[Trecho apresentado]:
• • • • •

Política

Trinta anos depois, é necessário voltar olhos aos passos que cumprimos e detê-los sobre mãos que teceram os sonhos que nutriram nossa paixão

Invisíveis dentro do uniforme azul. Os metalúrgicos do ABC só foram percebidos pelo Estado e pela sociedade quando cruzaram os braços, pararam as máquinas na Scania, puseram sua pauta sobre a mesa de negociações e ocuparam o estádio de Vila Euclides, em São Bernardo, com suas assembleias, para mostrar sua cara e torná-la conhecida pelo conjunto do país.

Emergia ali, depois de dez anos de silêncio, a voz da nova classe operária brasileira. Ela crescera ao longo dos anos sombrios da repressão, do arrocho salarial, das intervenções nos sindicatos, da lei antigreve, da Lei de Segurança Nacional. Converteu-se rapidamente no polo de referência dos setores populares que se opunham de maneira radical à ditadura militar. Uma extensa rede foi-se atando aos pontos de apoio onde trabalhadores, de outras categorias, em todas as regiões do Brasil, resistiam à opressão política da ditadura e à exploração econômica dos patrões.

A nova classe operária brasileira pôs na agenda do país a necessidade urgente de resolver sua principal contradição: ela se encontrava incluída no setor de ponta da economia ­ as montadoras de automóveis ­ e se encontrava excluída de qualquer possibilidade de ação política, em razão do caráter repressivo do regime. Ao buscar resolver essa contradição, com expressivas mobilizações de massa, o movimento operário desenhou um espaço político generoso, que incorporava amplos setores populares: inicialmente de assalariados das fábricas, mas, logo em seguida, os setores pobres do campo: assalariados agrícolas, posseiros, pequenos proprietários rurais ou "colonos" do sul do país; assalariados de classes médias dos grandes centros urbanos; gente das universidades e ligada ao mundo da cultura.

Ao mobilizar forças contra o arrocho, falava para o mundo dos assalariados. Quando se batia contra a repressão e o arbítrio do regime, sensibilizava amplos setores e organizações sociais empenhados nas lutas contra as prisões arbitrárias, contra a violência no campo, contra a carestia, contra a censura à imprensa e às artes, pela anistia, pela volta dos exilados.

• • • • •

[Lista de registros]:
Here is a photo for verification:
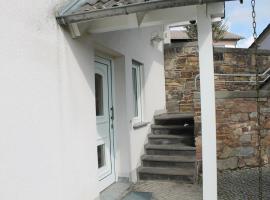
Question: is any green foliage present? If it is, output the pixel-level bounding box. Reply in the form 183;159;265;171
185;21;228;41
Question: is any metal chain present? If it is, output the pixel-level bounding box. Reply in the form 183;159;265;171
251;0;263;200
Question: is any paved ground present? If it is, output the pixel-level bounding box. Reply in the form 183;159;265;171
101;167;270;200
218;167;270;200
133;181;202;200
100;182;131;200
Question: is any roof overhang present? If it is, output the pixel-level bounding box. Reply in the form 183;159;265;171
249;24;270;49
56;0;240;38
56;0;234;25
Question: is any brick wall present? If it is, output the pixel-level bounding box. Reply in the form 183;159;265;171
165;45;270;170
165;43;270;112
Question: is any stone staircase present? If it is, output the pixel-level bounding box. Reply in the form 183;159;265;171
138;113;195;183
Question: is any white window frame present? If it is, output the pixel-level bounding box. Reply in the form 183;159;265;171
131;60;143;123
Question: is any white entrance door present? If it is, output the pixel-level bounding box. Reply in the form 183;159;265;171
95;57;115;191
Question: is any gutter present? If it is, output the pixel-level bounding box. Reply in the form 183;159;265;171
56;0;235;25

• • • • •

[Instruções da tarefa]: Indique, com base no texto sobre os metalúrgicos do ABC, o estádio que eles ocuparam com suas assembleias.

[Resposta completa]: O estádio de Vila Euclides, em São Bernardo.